### READING PASSAGE
Random information on the term “NAN”:

Joannie “Nan” Taylor (also Jackson) (Born 7 July 1933) is a fictional character in The Catherine Tate Show. She is one of the main characters of the show and is portrayed by Catherine Tate. She has since gone on to be the main character of a number of specials.

Joannie is most often referred to as “Nan”. She is an obnoxious cockney woman in her seventies who frequently swears at and criticises other people. She is often visited by her well-mannered grandson, Jamie (Mathew Horne) whom she refers to when visitors come “‘e ain’t got a job”, even though Jamie is in fact at university. His visits usually start off well enough, with Nan showing how grateful she is that he has come to see her. However, the situation usually takes a turn for the worst after she starts to make unfavourable comments about her neighbours, family, or home help visitors. Nan is mostly very pleasant to visitors, but after they leave, she criticises and rants about them. Sketches in series one show Jamie taking her to a pound shop, which ends with shambolic consequences. Joannie complains to her grandson about her home help visitor, whom she refers to as a “fucking Māori”. She also calls her new great-grandchild ugly. Her catchphrase, delivered at the crucial point of each sketch, is “What a fucking liberty!”

### SUPPLIED RECORDS
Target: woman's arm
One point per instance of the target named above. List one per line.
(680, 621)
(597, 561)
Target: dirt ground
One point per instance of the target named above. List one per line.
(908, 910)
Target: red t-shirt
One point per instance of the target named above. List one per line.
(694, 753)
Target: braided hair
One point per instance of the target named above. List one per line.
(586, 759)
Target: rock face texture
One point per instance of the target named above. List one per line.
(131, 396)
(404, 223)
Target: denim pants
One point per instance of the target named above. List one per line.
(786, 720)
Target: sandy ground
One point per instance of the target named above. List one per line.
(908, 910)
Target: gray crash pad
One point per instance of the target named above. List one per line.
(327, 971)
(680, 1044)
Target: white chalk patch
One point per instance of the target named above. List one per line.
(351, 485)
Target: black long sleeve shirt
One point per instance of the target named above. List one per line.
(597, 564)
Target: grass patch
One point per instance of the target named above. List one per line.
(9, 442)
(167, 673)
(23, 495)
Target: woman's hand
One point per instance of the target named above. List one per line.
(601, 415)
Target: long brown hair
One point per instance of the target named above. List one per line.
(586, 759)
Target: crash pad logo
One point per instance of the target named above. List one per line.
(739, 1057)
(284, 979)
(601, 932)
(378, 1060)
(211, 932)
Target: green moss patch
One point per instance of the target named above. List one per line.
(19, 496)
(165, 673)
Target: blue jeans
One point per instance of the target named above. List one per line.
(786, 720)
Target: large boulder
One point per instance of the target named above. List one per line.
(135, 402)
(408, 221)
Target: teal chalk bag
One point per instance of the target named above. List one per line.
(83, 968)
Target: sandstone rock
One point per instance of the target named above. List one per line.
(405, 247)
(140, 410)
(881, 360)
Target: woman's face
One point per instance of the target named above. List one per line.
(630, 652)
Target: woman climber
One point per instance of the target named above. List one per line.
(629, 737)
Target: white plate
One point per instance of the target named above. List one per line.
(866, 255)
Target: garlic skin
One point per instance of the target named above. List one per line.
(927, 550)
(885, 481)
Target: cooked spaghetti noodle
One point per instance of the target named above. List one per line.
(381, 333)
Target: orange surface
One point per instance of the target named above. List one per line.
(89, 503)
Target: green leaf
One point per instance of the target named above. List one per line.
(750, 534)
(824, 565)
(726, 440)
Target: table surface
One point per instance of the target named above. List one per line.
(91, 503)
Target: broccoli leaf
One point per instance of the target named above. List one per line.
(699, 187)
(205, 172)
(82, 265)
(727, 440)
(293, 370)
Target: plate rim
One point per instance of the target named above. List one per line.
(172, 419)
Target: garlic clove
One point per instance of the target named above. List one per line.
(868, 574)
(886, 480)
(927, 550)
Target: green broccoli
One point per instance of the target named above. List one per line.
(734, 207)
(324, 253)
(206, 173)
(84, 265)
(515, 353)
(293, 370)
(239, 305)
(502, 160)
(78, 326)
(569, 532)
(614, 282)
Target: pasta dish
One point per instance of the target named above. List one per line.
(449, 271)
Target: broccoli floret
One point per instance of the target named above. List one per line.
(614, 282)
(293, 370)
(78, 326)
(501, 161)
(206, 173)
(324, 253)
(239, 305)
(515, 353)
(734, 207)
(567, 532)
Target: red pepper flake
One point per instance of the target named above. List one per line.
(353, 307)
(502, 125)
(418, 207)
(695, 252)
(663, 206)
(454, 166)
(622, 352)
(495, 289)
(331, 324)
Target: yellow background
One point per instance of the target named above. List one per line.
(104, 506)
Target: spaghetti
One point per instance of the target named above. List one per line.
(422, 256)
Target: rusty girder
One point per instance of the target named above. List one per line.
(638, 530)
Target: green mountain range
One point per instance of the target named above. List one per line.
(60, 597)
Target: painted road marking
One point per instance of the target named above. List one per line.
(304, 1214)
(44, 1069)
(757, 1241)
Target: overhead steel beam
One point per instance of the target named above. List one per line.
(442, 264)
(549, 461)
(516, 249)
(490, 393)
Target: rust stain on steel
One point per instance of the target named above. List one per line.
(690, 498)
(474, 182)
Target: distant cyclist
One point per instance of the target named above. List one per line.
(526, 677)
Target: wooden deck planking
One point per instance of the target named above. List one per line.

### TASK A
In the passage about Nan Taylor, what makes Jamie's visits usually take a turn for the worse? Answer in one to three sentences.
### TASK B
Write out everything in the passage about Nan Taylor from "Random information on" down to "number of specials.".

### FINISHED ANSWER A
Jamie's visits usually take a turn for the worse once Nan starts making unfavorable comments about her neighbors, her family, or her home help visitors.

### FINISHED ANSWER B
Random information on the term “NAN”:

Joannie “Nan” Taylor (also Jackson) (Born 7 July 1933) is a fictional character in The Catherine Tate Show. She is one of the main characters of the show and is portrayed by Catherine Tate. She has since gone on to be the main character of a number of specials.